To be done:
Copy out the data below verbatim.

The records:
--*--
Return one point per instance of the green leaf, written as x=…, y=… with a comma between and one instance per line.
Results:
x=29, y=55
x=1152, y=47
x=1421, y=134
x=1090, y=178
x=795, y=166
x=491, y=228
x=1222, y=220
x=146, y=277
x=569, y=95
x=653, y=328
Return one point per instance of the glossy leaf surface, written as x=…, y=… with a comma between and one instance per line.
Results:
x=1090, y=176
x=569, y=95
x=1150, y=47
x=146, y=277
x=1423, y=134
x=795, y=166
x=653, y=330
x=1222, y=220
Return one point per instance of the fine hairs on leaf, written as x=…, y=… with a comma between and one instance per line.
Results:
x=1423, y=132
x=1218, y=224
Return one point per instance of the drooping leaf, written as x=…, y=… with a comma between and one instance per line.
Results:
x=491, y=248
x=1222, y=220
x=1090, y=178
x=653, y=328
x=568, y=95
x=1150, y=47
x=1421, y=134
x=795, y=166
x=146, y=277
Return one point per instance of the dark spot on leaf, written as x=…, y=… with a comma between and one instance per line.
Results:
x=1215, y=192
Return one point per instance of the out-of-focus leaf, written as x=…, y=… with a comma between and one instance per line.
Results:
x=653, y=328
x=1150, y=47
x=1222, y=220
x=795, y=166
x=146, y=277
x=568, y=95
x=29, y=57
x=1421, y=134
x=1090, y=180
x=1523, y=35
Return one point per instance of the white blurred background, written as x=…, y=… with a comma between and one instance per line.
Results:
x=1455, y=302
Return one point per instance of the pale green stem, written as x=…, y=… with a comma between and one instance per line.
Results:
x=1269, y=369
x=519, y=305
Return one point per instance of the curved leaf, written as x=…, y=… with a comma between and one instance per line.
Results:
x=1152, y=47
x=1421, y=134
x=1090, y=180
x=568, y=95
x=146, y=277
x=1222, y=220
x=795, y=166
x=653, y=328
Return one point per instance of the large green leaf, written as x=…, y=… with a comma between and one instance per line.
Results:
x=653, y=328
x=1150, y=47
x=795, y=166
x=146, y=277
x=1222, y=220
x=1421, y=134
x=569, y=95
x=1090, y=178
--*--
Exercise output:
Return one point per instance of the green leaf, written as x=…, y=… with a comma between and one instance per line.
Results:
x=29, y=55
x=1152, y=47
x=1421, y=134
x=1090, y=178
x=795, y=166
x=491, y=228
x=1222, y=220
x=146, y=277
x=569, y=95
x=653, y=328
Return one point per instance of the glossy leaf surface, written as x=…, y=… with a comma between and one instance per line.
Results:
x=1090, y=176
x=569, y=95
x=1150, y=47
x=146, y=277
x=1423, y=134
x=795, y=166
x=653, y=330
x=1222, y=220
Return one point per instance of the fine hairs on leaf, written as x=…, y=… with a comma between and one instance per line.
Results:
x=1423, y=132
x=1218, y=224
Return one point per instance of the drooping leaf, written as x=…, y=… with a comma between and one instance per line.
Results:
x=491, y=248
x=1222, y=220
x=1090, y=178
x=653, y=328
x=568, y=95
x=1150, y=47
x=1421, y=134
x=795, y=166
x=146, y=277
Return one point per instance of the dark spot on leaf, written as x=…, y=… with a comma between and one instance per line.
Results:
x=1215, y=192
Return one point per instance of the out-of-focus leaf, written as x=…, y=… with a comma between and one instance per line.
Results:
x=653, y=328
x=1150, y=47
x=1222, y=220
x=795, y=166
x=146, y=277
x=568, y=95
x=29, y=57
x=1421, y=134
x=1090, y=180
x=1523, y=35
Return one point per instance of the white blurred background, written as x=…, y=… with a comma between and one instance per line.
Results:
x=1455, y=302
Return one point per instance of the pale green stem, written as x=…, y=… with a comma between and one instance per line.
Results:
x=1269, y=369
x=519, y=305
Return one point per instance of the curved leaf, written as x=…, y=… with a comma between and one instance per line.
Results:
x=1152, y=47
x=1421, y=134
x=1090, y=180
x=568, y=95
x=146, y=277
x=1222, y=220
x=795, y=166
x=653, y=328
Return one point per instance of the large green leaf, written as x=…, y=… with a comma between and one instance per line.
Results:
x=653, y=328
x=1150, y=47
x=795, y=166
x=146, y=277
x=1222, y=220
x=1421, y=134
x=569, y=95
x=1090, y=178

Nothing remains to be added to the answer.